---- Dataset extract
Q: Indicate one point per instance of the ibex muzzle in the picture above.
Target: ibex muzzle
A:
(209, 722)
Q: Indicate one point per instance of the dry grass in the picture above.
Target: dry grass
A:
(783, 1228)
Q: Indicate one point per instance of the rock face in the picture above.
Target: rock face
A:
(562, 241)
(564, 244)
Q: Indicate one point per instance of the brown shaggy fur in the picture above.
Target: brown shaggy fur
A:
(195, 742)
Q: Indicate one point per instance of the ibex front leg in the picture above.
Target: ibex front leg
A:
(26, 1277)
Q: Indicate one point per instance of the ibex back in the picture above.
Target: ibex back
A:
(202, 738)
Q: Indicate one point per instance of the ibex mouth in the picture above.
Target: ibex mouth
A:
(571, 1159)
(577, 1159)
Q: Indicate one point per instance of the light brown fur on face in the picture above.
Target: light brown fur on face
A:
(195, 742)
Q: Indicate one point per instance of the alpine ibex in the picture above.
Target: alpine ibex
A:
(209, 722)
--------
---- Dataset extract
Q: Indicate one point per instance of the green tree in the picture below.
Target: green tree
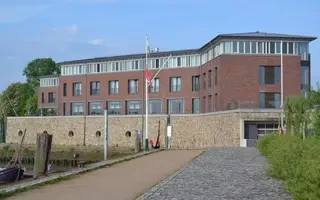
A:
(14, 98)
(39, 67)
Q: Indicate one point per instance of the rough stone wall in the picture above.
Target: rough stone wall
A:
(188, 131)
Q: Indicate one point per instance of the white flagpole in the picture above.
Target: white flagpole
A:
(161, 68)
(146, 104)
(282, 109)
--------
---- Dataset extract
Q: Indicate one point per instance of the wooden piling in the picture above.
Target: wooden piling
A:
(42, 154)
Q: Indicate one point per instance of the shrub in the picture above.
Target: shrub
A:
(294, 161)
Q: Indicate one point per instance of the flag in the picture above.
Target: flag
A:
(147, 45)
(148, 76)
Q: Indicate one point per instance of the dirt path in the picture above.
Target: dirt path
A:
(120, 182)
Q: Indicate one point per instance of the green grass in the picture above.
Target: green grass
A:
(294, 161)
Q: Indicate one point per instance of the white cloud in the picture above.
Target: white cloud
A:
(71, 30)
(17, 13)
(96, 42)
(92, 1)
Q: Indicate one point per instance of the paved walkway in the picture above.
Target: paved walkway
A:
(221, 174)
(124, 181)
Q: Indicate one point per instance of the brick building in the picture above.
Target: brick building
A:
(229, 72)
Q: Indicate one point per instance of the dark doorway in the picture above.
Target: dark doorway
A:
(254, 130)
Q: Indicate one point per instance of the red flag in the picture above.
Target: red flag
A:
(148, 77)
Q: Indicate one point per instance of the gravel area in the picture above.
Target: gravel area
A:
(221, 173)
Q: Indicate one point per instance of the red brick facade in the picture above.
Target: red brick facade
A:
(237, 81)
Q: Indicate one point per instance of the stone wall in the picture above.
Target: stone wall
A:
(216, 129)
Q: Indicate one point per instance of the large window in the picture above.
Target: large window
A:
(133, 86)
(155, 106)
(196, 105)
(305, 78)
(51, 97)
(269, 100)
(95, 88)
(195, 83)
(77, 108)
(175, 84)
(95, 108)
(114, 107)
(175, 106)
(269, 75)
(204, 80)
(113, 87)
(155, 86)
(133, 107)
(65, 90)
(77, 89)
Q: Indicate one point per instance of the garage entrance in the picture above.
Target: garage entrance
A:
--------
Work required ::
The stretch of entries above that starts with the line containing "Q: Indicate one point per instance of the white cloud" and goes on through the line containing "Target: large window" is to be transcribed exactly, and no other line is to be transcribed.

Written reply ::
Q: Indicate one point per instance of the white cloud in the picture above.
Target: white cloud
A:
(71, 30)
(17, 13)
(96, 42)
(92, 1)
Q: Indicate one point per instance of the paved walkway in the picture above.
Target: paved walkway
A:
(221, 174)
(124, 181)
Q: Indicate one point per instance of the brick building in the picture above.
Target: brick building
A:
(229, 72)
Q: Indicate one point per instance of the dark doorway in the picture above.
Target: dark doorway
A:
(254, 130)
Q: Indicate one point per instance of the red flag in the picture above.
Target: red flag
A:
(148, 77)
Q: Indicate one point per instance of the gravel area in the picture above.
Target: gravel area
A:
(221, 173)
Q: Indicate one point per instance of the red brick facade in the picture above.
Target: red brick facade
A:
(237, 81)
Q: Indicate one point per instance of the stone wall in the picture above.
Target: stone wall
A:
(216, 129)
Q: Indicate one point per instance of the large window in the picture above.
Target: large window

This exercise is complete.